[Region annotation items]
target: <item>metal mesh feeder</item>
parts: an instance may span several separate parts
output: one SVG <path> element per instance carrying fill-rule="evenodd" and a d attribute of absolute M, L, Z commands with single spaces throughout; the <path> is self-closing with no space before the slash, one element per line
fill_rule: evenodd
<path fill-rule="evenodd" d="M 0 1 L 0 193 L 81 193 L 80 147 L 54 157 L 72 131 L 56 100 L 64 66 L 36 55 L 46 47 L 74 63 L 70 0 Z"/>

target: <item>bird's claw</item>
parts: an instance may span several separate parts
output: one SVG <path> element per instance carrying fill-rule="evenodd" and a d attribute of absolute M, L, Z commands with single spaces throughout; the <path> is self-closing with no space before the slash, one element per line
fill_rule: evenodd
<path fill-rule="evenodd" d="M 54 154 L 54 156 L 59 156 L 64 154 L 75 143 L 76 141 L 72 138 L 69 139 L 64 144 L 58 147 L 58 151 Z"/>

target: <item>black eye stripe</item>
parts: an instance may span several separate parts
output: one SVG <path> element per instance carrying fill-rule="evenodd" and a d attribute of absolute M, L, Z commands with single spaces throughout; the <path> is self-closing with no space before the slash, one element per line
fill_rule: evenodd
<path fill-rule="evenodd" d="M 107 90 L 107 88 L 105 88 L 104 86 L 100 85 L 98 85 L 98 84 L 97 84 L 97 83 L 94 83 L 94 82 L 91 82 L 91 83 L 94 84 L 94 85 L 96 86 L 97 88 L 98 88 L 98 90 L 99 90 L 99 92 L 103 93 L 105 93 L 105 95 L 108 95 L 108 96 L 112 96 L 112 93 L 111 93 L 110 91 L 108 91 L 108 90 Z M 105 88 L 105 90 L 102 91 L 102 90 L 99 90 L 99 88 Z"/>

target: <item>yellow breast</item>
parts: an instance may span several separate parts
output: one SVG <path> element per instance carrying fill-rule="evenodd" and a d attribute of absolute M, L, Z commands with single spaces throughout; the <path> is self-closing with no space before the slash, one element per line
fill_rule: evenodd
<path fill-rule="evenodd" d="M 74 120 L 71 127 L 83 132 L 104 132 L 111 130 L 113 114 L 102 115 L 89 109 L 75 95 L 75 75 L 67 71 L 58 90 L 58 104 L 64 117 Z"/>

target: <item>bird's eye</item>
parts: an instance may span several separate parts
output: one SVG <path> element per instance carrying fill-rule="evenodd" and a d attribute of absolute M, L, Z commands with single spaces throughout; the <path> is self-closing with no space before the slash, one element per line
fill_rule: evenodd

▶ **TO DO**
Reproduce all of the material above, changing every "separate" to "distinct" and leaving everything else unchanged.

▶ **SOLUTION FOR THIS PROBLEM**
target: <item>metal mesh feeder</item>
parts: an instance may span several distinct parts
output: one SVG <path> element per instance carrying fill-rule="evenodd" and a d attribute of absolute M, L, Z commands with single spaces throughout; the <path> is self-closing with no space before the slash, one element per line
fill_rule: evenodd
<path fill-rule="evenodd" d="M 0 1 L 0 193 L 81 193 L 80 147 L 54 157 L 72 131 L 56 100 L 64 66 L 36 55 L 46 47 L 74 63 L 70 0 Z"/>

target: <item>bird's claw</item>
parts: an instance may span several distinct parts
output: one SVG <path> element per instance carrying fill-rule="evenodd" and a d attribute of absolute M, L, Z commands with single spaces throughout; the <path> is self-closing with no space before the slash, one element per line
fill_rule: evenodd
<path fill-rule="evenodd" d="M 54 154 L 54 156 L 59 156 L 64 154 L 75 143 L 76 141 L 72 138 L 69 139 L 64 144 L 58 147 L 58 151 Z"/>

target: <item>black eye stripe</item>
parts: an instance may span several distinct parts
output: one SVG <path> element per instance carrying fill-rule="evenodd" and a d attribute of absolute M, L, Z commands with single spaces throughout; the <path> is self-closing with no space before the slash, one element per line
fill_rule: evenodd
<path fill-rule="evenodd" d="M 107 90 L 107 88 L 105 88 L 104 86 L 100 85 L 98 85 L 98 84 L 97 84 L 97 83 L 94 83 L 94 82 L 91 82 L 91 83 L 94 84 L 94 85 L 96 86 L 97 88 L 98 88 L 98 90 L 99 90 L 99 92 L 103 93 L 105 93 L 105 95 L 108 95 L 108 96 L 112 96 L 112 93 L 111 93 L 110 91 L 108 91 L 108 90 Z M 105 88 L 105 90 L 102 91 L 102 90 L 99 90 L 99 88 Z"/>

target: <item>yellow breast</item>
parts: an instance may span several distinct parts
output: one SVG <path> element per instance carrying fill-rule="evenodd" and a d attribute of absolute M, L, Z commands with single spaces throughout; the <path> is self-closing with no space before the slash, one element per line
fill_rule: evenodd
<path fill-rule="evenodd" d="M 74 120 L 71 127 L 83 132 L 104 132 L 111 130 L 113 114 L 102 115 L 89 109 L 75 95 L 75 75 L 67 71 L 58 90 L 58 104 L 64 117 Z"/>

target: <item>bird's eye</item>
parts: an instance may span several distinct parts
output: one SVG <path> element per instance carrying fill-rule="evenodd" and a d attribute of absolute M, L, Z commands with single spaces throughout; the <path> is self-closing with no space before the slash, one element per line
fill_rule: evenodd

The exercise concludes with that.